▸ **WHAT THE TASK ASKS**
Rewrite the part of the listing that opens with the line containing "subject: swimming pool" and closes with the line containing "Give the mask of every instance of the swimming" as a numbered list, one item per line, leaving out any blank lines.

▸ **GIVEN DATA**
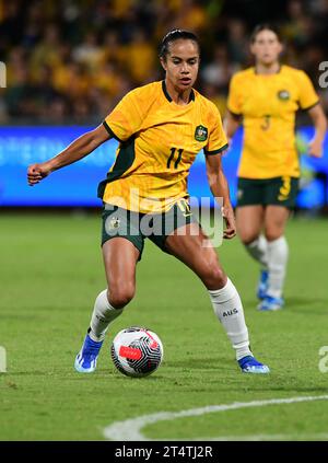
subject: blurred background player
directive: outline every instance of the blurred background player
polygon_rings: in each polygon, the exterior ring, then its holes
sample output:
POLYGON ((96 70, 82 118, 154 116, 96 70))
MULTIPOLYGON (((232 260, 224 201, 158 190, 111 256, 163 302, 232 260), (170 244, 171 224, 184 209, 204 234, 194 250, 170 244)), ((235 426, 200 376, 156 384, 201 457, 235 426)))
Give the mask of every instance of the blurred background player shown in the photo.
POLYGON ((244 144, 238 169, 236 223, 246 250, 261 267, 257 296, 259 310, 284 304, 289 246, 284 229, 295 206, 300 162, 295 143, 295 114, 307 111, 315 127, 308 154, 319 158, 326 117, 305 72, 280 63, 279 35, 259 25, 251 35, 255 67, 234 74, 226 116, 227 138, 239 124, 244 144))
POLYGON ((203 149, 211 192, 215 198, 223 198, 224 238, 235 235, 221 166, 222 152, 227 148, 221 117, 215 105, 192 89, 199 69, 198 39, 192 33, 175 30, 164 37, 160 57, 164 81, 129 92, 96 129, 49 161, 28 167, 28 183, 35 185, 109 138, 120 142, 116 162, 98 188, 104 201, 102 248, 108 288, 96 298, 75 369, 85 373, 95 370, 109 323, 134 296, 136 266, 149 236, 201 279, 242 371, 268 373, 269 368, 258 362, 249 349, 238 292, 189 210, 187 176, 203 149), (153 230, 149 235, 141 227, 147 216, 153 230))

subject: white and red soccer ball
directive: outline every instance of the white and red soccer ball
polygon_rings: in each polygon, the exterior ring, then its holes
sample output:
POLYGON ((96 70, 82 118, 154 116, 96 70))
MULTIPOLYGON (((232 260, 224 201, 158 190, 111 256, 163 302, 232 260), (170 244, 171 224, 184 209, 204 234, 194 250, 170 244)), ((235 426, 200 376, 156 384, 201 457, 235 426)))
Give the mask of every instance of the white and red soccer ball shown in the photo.
POLYGON ((163 344, 156 333, 131 326, 120 331, 112 344, 115 367, 127 377, 147 377, 160 367, 163 360, 163 344))

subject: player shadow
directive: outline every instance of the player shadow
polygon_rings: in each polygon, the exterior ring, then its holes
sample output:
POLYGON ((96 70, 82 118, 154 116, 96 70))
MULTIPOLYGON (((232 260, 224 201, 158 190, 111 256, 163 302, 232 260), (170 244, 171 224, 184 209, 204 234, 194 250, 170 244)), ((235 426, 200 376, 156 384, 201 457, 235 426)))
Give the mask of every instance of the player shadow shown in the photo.
MULTIPOLYGON (((326 311, 327 300, 324 298, 297 298, 291 297, 286 298, 285 301, 285 310, 292 310, 293 312, 305 312, 308 314, 308 310, 311 308, 312 314, 327 314, 326 311), (314 309, 314 304, 321 305, 321 309, 314 309)), ((284 309, 283 309, 284 310, 284 309)))
POLYGON ((167 361, 165 362, 166 368, 180 368, 185 369, 201 369, 201 370, 226 370, 226 367, 232 366, 231 359, 220 358, 220 357, 190 357, 183 360, 167 361))

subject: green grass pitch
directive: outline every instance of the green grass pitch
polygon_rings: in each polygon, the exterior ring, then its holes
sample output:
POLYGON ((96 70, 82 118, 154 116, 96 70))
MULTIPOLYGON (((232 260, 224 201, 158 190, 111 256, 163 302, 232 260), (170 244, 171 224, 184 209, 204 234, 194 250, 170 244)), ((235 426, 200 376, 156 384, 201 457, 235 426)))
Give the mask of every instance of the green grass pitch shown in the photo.
MULTIPOLYGON (((327 220, 289 223, 284 310, 256 311, 258 269, 238 240, 219 248, 244 301, 254 354, 269 375, 242 374, 207 291, 175 258, 148 243, 136 299, 110 328, 94 374, 73 369, 96 294, 105 288, 95 216, 0 217, 0 440, 102 440, 117 420, 208 405, 328 394, 319 348, 328 345, 327 220), (156 332, 165 359, 145 379, 114 367, 121 328, 156 332)), ((317 440, 328 436, 328 401, 268 405, 160 421, 149 439, 224 437, 317 440)))

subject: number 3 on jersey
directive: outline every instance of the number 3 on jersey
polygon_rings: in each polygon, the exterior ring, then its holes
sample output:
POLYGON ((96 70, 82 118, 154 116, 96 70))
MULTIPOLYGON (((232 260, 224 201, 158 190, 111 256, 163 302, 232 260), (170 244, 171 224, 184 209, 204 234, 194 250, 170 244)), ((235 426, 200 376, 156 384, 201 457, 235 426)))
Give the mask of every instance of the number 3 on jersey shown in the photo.
POLYGON ((171 169, 171 164, 173 164, 173 162, 174 162, 173 169, 177 169, 177 166, 178 166, 178 164, 181 160, 183 152, 184 152, 184 150, 181 148, 180 149, 171 148, 171 154, 169 154, 169 158, 167 159, 166 167, 171 169), (176 159, 175 159, 176 151, 177 151, 177 155, 176 155, 176 159))

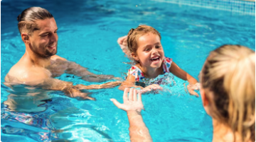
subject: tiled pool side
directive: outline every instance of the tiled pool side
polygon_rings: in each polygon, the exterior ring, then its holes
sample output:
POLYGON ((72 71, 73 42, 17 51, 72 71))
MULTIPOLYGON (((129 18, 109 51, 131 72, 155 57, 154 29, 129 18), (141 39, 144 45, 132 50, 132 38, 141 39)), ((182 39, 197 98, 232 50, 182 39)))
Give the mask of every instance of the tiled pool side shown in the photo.
POLYGON ((242 0, 154 0, 180 5, 220 9, 246 15, 255 15, 255 1, 242 0))

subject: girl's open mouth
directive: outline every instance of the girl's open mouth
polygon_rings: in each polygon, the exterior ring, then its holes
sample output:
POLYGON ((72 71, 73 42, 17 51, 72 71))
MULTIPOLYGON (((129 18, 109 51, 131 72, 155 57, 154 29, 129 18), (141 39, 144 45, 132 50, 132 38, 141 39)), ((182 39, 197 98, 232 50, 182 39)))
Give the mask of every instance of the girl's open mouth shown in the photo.
POLYGON ((160 60, 159 57, 154 57, 150 59, 150 61, 154 61, 154 62, 155 62, 155 61, 158 62, 158 61, 159 61, 159 60, 160 60))

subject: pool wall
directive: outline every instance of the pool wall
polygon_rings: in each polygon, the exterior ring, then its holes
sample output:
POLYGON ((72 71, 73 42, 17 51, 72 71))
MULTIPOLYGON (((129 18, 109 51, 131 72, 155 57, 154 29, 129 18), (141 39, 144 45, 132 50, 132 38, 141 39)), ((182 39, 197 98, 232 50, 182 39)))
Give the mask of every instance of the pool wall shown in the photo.
POLYGON ((246 15, 255 15, 255 1, 241 0, 154 0, 180 5, 229 11, 246 15))

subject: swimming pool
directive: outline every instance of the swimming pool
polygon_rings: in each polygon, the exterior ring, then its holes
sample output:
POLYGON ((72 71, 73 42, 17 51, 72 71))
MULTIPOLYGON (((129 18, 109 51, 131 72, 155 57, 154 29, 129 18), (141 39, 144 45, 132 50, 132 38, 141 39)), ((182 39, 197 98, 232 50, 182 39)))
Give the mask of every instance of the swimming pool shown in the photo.
MULTIPOLYGON (((23 9, 35 6, 48 9, 55 17, 58 54, 96 73, 124 76, 130 66, 125 63, 129 61, 117 40, 139 24, 158 30, 165 55, 196 78, 209 52, 220 45, 240 44, 254 50, 255 47, 255 16, 239 13, 154 1, 3 1, 1 83, 25 51, 16 17, 23 9)), ((171 75, 167 77, 171 78, 171 75)), ((90 84, 68 74, 58 78, 90 84)), ((177 78, 174 81, 175 83, 167 80, 169 83, 163 85, 165 89, 159 94, 142 97, 146 110, 142 116, 153 140, 211 141, 211 119, 201 98, 186 93, 185 81, 177 78)), ((97 101, 77 100, 61 92, 33 92, 17 86, 19 89, 14 93, 1 83, 2 141, 129 140, 126 113, 110 100, 122 102, 122 91, 117 88, 92 91, 97 101), (41 94, 36 94, 38 92, 41 94), (42 98, 47 101, 38 102, 42 98), (13 108, 18 111, 11 112, 6 108, 4 102, 10 99, 21 100, 23 110, 13 108), (22 103, 25 101, 28 104, 22 103)))

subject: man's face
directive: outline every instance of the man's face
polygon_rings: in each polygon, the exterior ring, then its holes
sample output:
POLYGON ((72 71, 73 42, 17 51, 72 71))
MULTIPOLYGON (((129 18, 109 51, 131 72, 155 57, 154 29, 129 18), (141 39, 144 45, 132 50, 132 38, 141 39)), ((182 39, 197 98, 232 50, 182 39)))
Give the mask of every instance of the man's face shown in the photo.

▸ **COMPLETED TASK**
1. subject: swimming pool
2. directive: outline every instance of the swimming pool
3. polygon_rings: in each polygon, the exterior ring, then its holes
4. sample output:
5. POLYGON ((72 71, 73 42, 17 51, 72 71))
6. MULTIPOLYGON (((129 18, 109 51, 131 72, 155 57, 154 29, 129 18), (141 39, 144 45, 132 50, 132 38, 141 39)), ((182 39, 197 98, 232 50, 182 39)))
7. Give the mask of every instance of the swimming pool shown in the photo.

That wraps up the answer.